:: GOAL ::
Can you reproduce, word for word, the records from the line containing "Phrase -- wet pavement" through the last line of the records?

-- START OF RECORDS SHOWN --

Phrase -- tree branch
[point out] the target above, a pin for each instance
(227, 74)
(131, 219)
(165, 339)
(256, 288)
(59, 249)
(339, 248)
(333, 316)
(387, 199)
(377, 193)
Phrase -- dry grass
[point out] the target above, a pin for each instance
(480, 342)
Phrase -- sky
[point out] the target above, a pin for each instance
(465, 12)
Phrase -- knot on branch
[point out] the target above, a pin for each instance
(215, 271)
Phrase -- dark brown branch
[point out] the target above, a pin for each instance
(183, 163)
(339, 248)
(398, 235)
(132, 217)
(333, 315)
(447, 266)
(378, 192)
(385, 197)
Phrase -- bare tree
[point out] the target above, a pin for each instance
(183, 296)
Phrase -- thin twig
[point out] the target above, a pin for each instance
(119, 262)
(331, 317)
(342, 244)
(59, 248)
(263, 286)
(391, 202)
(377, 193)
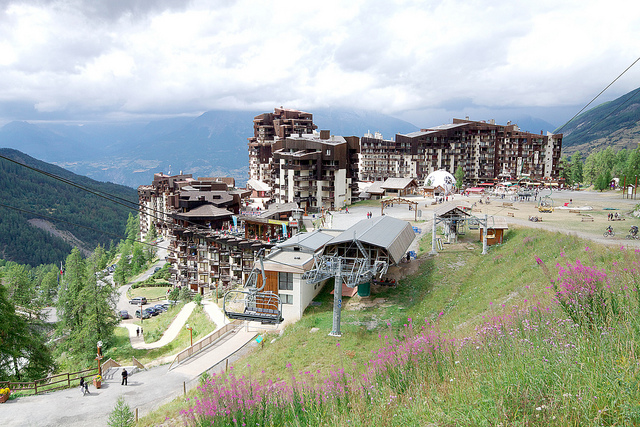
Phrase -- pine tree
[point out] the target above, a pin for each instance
(121, 416)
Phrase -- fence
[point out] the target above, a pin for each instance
(204, 342)
(44, 385)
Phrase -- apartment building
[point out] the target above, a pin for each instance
(206, 247)
(317, 171)
(484, 150)
(269, 128)
(381, 159)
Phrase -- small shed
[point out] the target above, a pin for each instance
(495, 233)
(375, 190)
(399, 186)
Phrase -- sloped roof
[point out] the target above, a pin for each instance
(392, 234)
(375, 188)
(399, 183)
(258, 185)
(277, 208)
(496, 223)
(310, 242)
(205, 211)
(451, 208)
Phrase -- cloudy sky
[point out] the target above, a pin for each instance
(423, 61)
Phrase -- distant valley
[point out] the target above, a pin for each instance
(212, 144)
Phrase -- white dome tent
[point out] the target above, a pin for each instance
(441, 178)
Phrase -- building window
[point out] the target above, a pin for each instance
(285, 281)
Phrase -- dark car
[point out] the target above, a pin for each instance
(145, 314)
(138, 301)
(152, 311)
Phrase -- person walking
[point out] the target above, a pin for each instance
(84, 386)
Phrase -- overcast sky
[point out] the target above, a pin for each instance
(426, 62)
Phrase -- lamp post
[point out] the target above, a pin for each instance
(191, 332)
(99, 357)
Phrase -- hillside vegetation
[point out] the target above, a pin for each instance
(613, 124)
(28, 190)
(543, 330)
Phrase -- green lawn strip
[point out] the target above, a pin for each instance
(457, 292)
(154, 327)
(121, 350)
(149, 292)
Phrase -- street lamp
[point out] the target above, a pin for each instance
(191, 332)
(99, 357)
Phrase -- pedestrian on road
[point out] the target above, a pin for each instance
(84, 386)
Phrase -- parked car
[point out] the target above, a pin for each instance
(138, 301)
(151, 311)
(145, 315)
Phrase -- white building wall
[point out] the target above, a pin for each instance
(303, 293)
(340, 185)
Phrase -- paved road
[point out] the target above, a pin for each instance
(146, 390)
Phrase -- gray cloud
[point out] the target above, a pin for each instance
(136, 58)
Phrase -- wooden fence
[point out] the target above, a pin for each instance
(204, 342)
(51, 383)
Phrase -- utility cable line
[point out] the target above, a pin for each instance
(598, 95)
(73, 223)
(107, 196)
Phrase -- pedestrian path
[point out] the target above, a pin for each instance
(170, 334)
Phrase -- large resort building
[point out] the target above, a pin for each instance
(207, 248)
(484, 150)
(269, 128)
(317, 171)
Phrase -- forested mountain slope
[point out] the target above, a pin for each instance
(74, 209)
(611, 124)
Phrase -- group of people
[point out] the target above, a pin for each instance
(84, 386)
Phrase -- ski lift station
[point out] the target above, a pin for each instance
(296, 270)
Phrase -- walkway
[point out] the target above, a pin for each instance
(169, 335)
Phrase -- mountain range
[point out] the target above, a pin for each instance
(212, 144)
(611, 124)
(42, 218)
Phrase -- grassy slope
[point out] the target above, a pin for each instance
(459, 291)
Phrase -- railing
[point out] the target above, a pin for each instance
(204, 342)
(43, 385)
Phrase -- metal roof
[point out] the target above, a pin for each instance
(311, 242)
(451, 208)
(205, 211)
(392, 234)
(399, 183)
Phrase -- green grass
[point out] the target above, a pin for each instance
(149, 292)
(121, 350)
(517, 360)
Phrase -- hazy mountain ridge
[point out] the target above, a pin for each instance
(615, 123)
(212, 144)
(91, 220)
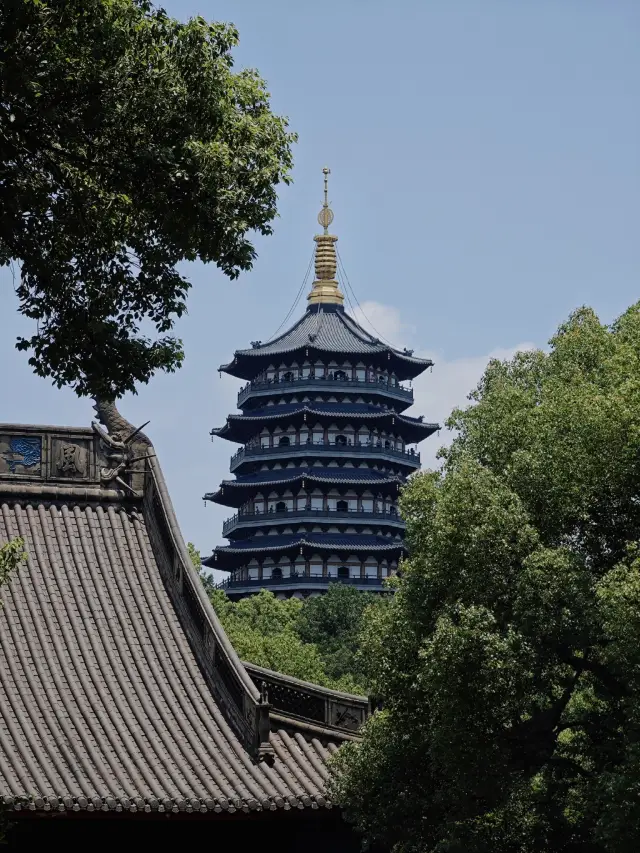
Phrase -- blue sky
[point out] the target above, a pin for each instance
(485, 163)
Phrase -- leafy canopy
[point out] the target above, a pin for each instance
(11, 556)
(509, 659)
(317, 639)
(127, 145)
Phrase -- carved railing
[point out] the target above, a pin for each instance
(400, 392)
(333, 447)
(304, 514)
(300, 701)
(375, 584)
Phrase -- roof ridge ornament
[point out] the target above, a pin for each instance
(325, 288)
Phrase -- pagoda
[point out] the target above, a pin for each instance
(325, 446)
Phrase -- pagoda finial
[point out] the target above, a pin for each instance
(325, 217)
(325, 287)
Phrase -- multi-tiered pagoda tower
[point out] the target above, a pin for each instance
(325, 447)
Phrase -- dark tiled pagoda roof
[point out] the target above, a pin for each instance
(119, 690)
(327, 329)
(234, 492)
(240, 427)
(228, 556)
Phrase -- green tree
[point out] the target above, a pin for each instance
(196, 559)
(127, 145)
(333, 622)
(262, 629)
(509, 660)
(11, 556)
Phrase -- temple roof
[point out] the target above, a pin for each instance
(326, 328)
(240, 427)
(118, 687)
(228, 556)
(234, 492)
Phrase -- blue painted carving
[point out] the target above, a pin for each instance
(30, 449)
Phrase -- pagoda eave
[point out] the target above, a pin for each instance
(229, 557)
(241, 428)
(233, 493)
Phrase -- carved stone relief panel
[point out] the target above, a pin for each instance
(71, 458)
(21, 455)
(346, 716)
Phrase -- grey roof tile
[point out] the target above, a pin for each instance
(332, 330)
(106, 701)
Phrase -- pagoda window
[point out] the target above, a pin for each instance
(315, 566)
(371, 568)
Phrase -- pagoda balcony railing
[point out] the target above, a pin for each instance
(252, 584)
(300, 516)
(329, 447)
(266, 386)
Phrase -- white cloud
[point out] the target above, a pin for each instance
(384, 322)
(437, 392)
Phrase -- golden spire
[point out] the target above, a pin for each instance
(325, 287)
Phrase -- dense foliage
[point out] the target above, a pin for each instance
(127, 145)
(316, 639)
(11, 556)
(509, 660)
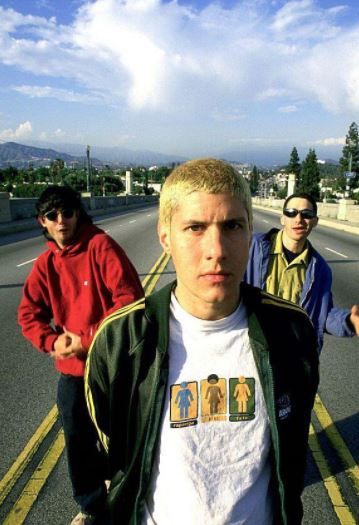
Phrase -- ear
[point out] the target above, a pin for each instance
(164, 235)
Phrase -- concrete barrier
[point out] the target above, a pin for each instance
(17, 214)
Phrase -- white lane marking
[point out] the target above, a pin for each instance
(26, 262)
(337, 253)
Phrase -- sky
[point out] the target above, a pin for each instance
(182, 77)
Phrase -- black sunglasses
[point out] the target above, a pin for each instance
(67, 213)
(293, 212)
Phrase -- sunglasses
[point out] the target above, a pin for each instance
(67, 213)
(293, 212)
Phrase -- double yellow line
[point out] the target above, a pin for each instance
(351, 469)
(27, 498)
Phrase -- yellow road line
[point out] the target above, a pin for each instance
(22, 507)
(21, 462)
(340, 508)
(350, 467)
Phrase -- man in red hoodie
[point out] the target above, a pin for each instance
(82, 277)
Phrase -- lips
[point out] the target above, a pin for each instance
(215, 277)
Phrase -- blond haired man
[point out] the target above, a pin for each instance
(176, 457)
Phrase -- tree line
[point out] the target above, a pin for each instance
(30, 182)
(309, 173)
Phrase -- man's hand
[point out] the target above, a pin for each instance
(62, 347)
(354, 318)
(68, 345)
(76, 344)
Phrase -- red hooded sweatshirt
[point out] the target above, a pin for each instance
(76, 288)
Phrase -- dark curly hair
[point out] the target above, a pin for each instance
(59, 198)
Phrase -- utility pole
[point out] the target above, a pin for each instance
(88, 169)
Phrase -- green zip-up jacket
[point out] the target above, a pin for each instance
(126, 380)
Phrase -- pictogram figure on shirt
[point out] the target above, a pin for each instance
(183, 404)
(213, 398)
(183, 400)
(241, 398)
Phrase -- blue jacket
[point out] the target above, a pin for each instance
(316, 297)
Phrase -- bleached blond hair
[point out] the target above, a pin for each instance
(207, 175)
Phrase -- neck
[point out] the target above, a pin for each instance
(292, 245)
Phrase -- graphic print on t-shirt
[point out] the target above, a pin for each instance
(241, 398)
(213, 399)
(184, 404)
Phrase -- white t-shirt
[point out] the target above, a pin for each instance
(212, 464)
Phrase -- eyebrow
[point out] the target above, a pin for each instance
(226, 221)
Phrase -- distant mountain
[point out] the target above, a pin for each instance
(21, 156)
(118, 155)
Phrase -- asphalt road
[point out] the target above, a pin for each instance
(28, 379)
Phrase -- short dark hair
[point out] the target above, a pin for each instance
(61, 197)
(302, 195)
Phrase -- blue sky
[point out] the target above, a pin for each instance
(182, 77)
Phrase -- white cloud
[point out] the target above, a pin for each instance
(166, 57)
(288, 109)
(60, 94)
(332, 141)
(22, 131)
(59, 133)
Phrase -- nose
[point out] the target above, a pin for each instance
(60, 217)
(215, 244)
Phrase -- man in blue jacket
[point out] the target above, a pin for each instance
(284, 263)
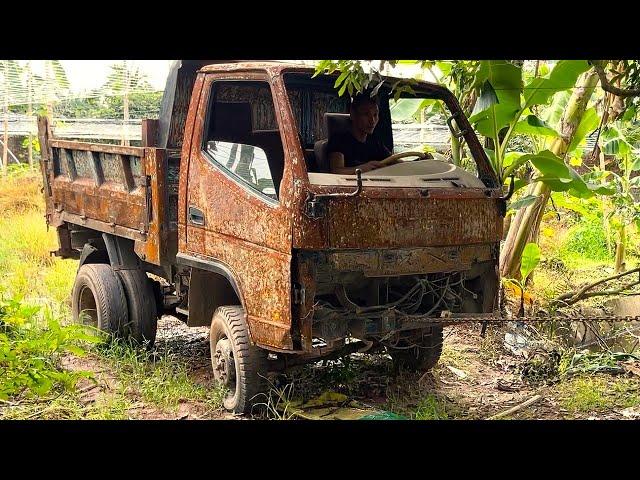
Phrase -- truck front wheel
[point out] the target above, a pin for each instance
(98, 299)
(420, 354)
(237, 364)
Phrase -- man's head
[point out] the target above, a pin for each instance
(364, 113)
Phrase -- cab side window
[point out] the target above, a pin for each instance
(243, 137)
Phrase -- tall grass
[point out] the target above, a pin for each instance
(29, 272)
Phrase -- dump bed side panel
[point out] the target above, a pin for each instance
(109, 188)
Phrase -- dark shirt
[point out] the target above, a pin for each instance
(355, 152)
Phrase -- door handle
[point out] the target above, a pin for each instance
(196, 216)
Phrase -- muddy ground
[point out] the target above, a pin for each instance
(476, 378)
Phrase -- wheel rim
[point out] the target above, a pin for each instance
(87, 311)
(224, 365)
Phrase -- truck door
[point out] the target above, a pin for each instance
(236, 200)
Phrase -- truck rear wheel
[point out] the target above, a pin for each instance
(141, 303)
(421, 357)
(98, 299)
(237, 364)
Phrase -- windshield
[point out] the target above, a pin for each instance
(403, 142)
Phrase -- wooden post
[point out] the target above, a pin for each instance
(29, 112)
(44, 135)
(150, 132)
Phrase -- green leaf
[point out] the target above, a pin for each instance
(532, 125)
(563, 77)
(554, 113)
(405, 108)
(75, 350)
(523, 202)
(505, 79)
(518, 184)
(588, 124)
(512, 157)
(341, 78)
(484, 121)
(530, 259)
(549, 164)
(486, 99)
(629, 114)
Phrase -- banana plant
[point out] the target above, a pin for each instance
(625, 211)
(530, 260)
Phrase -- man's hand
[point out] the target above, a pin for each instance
(372, 165)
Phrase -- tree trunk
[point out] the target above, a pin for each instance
(526, 224)
(125, 104)
(29, 113)
(620, 250)
(5, 148)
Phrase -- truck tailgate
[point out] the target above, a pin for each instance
(109, 188)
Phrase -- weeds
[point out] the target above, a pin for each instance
(30, 353)
(158, 377)
(597, 394)
(431, 408)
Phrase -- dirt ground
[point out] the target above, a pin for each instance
(476, 378)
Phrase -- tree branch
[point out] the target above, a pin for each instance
(595, 284)
(606, 85)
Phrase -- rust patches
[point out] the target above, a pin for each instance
(378, 220)
(407, 261)
(248, 233)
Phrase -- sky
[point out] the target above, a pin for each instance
(88, 74)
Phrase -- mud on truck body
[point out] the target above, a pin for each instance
(227, 216)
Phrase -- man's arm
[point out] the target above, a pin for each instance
(336, 161)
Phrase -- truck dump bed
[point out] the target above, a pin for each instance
(113, 189)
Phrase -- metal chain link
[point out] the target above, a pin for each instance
(453, 319)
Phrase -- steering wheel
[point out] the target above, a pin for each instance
(396, 156)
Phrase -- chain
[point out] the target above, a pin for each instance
(453, 319)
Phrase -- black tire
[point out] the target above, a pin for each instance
(98, 293)
(424, 356)
(141, 303)
(230, 344)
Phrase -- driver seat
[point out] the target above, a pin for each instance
(335, 123)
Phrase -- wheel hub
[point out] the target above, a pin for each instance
(224, 367)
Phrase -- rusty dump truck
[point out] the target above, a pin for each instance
(227, 216)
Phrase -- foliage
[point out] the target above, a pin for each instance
(141, 105)
(431, 408)
(29, 354)
(586, 240)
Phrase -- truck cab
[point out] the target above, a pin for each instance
(243, 226)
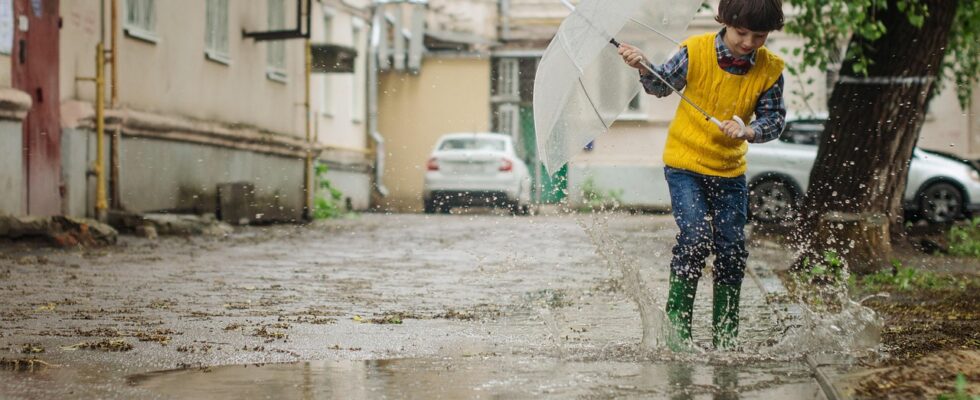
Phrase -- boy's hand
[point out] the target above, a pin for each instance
(632, 56)
(733, 130)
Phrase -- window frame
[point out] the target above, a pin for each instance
(136, 29)
(274, 72)
(211, 52)
(358, 29)
(326, 80)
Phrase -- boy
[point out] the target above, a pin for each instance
(728, 73)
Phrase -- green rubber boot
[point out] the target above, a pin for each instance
(724, 316)
(680, 309)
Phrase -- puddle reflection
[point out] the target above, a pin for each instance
(474, 377)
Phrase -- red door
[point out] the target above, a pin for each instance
(35, 70)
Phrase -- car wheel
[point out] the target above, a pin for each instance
(940, 202)
(772, 201)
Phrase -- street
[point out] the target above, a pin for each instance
(372, 306)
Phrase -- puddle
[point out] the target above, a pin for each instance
(476, 377)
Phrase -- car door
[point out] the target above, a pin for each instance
(792, 155)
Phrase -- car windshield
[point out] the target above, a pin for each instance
(803, 132)
(473, 144)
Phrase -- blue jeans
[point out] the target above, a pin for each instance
(711, 213)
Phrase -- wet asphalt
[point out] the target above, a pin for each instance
(376, 306)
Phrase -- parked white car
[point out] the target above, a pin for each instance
(476, 169)
(939, 188)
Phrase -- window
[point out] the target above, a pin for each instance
(141, 19)
(473, 144)
(276, 49)
(357, 37)
(216, 32)
(508, 78)
(326, 80)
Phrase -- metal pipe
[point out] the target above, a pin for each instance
(308, 188)
(100, 195)
(113, 36)
(115, 146)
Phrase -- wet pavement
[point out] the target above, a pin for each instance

-- END OF RECORDS SHOWN --

:: OUTPUT ::
Phrase -- wet pavement
[point out] the target above, a pin for each instance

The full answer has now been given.